** PROBLEM TO WORK ON **
All entries below must be given again exactly as they stand.

** DATA **
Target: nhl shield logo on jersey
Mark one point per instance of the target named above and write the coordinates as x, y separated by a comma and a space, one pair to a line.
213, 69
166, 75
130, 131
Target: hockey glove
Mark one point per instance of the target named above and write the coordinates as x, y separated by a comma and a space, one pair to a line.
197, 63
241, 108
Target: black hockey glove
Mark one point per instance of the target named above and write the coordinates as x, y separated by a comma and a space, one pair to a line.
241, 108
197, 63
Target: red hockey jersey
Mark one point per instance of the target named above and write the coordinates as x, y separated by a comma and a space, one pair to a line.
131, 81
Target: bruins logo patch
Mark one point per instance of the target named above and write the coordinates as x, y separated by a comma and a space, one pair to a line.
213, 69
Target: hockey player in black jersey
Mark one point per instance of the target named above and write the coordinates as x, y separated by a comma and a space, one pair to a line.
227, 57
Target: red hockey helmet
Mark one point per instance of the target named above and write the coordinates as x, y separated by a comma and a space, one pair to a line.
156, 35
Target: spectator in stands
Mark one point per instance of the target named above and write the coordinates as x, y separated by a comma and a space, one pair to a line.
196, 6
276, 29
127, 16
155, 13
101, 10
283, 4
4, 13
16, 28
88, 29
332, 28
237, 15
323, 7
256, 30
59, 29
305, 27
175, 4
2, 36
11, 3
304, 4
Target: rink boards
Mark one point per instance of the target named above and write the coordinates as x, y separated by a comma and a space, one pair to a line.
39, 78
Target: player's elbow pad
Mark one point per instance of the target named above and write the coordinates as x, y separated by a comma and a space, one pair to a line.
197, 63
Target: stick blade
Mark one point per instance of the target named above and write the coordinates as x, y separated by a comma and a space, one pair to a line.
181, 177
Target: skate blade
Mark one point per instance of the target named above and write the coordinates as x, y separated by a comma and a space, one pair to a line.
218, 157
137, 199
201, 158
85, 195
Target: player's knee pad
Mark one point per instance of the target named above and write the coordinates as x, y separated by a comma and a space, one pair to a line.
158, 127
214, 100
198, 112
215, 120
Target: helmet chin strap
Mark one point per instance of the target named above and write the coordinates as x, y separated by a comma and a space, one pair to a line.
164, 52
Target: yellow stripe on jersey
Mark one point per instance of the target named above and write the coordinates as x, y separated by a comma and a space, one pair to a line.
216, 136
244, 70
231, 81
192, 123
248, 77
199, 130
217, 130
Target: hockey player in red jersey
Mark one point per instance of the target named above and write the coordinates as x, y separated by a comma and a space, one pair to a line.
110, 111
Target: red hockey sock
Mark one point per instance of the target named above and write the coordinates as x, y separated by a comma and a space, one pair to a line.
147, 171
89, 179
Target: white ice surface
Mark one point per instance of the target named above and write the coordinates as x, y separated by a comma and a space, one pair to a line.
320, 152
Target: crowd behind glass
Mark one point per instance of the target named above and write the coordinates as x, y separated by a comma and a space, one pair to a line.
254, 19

** ANSWER AREA **
Target: nhl shield logo on jersey
Mark one point per instance of the target named above and write the coordinates as x, y separated by a comma and a space, one pair to a line.
213, 69
166, 75
130, 131
Target: hockey glove
Mark one point per instance of the target named above and write the coordinates as x, y separated by a comma and a space, one pair to a line.
197, 63
241, 108
Target: black hockey glove
Mark one point per instance of the target named above and write the coordinates as x, y separated by a comma and a space, one pair to a line.
241, 108
197, 63
Target: red hockey jersey
Mark one point per instance of the target named above and write the coordinates as x, y separated by a comma and a space, one pair to a line.
131, 81
Target: bruins logo patch
Mark one point per instance of the target named above and write the coordinates as x, y separated by a comma and a space, one pair to a line.
213, 69
Target: hockey player in black jersey
Mark one point per instance of the target named above and write the coordinates as x, y separated by a comma and a space, one pair to a line.
227, 57
Target: red hockey helmet
Mark one point per instance of the target named above and write the coordinates as x, y separated by a comma and a space, one pair to a line.
156, 35
Target: spectator in stands
Mark one point per instance of the target named above and write the coordinates as x, y separated by a comma and a space, one pair to a line.
196, 6
276, 29
127, 16
155, 13
101, 10
283, 4
4, 13
16, 28
88, 29
332, 28
237, 15
323, 7
256, 30
59, 29
305, 27
175, 4
2, 36
11, 3
304, 4
Target: rink boards
Mark one point per instance of the target named above and write the coordinates as x, y separated by a comma and a space, one pair to a line.
39, 78
Target: player's elbow pad
Mark one point per instance of the target named above and write the coordinates as x, y separated by a comma and a space, one pair to a line.
197, 63
Target: stick blade
Mark one point per instance of the target named above and write the coordinates as x, y separated by a comma and a space, one pair to a line.
181, 177
Target: skate blade
Mark one point per instance of the target named above and write the coordinates as x, y separated by a comma and a space, one pair to a line.
218, 157
137, 199
201, 158
85, 195
Target: player's knee pad
Mark one point per instance of the target named above and write the coordinates as x, y separated by a comma and a space, one pair to a line.
158, 127
214, 100
198, 112
215, 120
Target: helmet chin strap
Mark one point per instance of the target named above and write the coordinates as x, y separated by a comma and a space, one pair to a line.
164, 52
Target: yellow stripe on jersey
Mark one point per instance of the target named above and write the coordinates as x, y separated by a comma and a space, one pair to a line.
216, 136
244, 70
231, 81
192, 123
248, 77
199, 130
217, 130
Target: hockey player in red jersey
Mark one point per instance of the target named above and write the coordinates as x, y separated by a comma and a space, one pair to a line.
110, 111
Target: red hockey sock
Mark one point per instance of the target named above and write the coordinates as x, y separated by a comma and a space, one pair to a line.
147, 171
89, 179
Target: white ice surface
Mark one point per instance of the target named above and write the coordinates as x, y separated by a comma and a space, one pair to a line.
320, 152
Target: crowd behind glass
Mark one point per instance of the target named above and write the coordinates as x, y separated by a comma and a space, one pair to a line.
254, 19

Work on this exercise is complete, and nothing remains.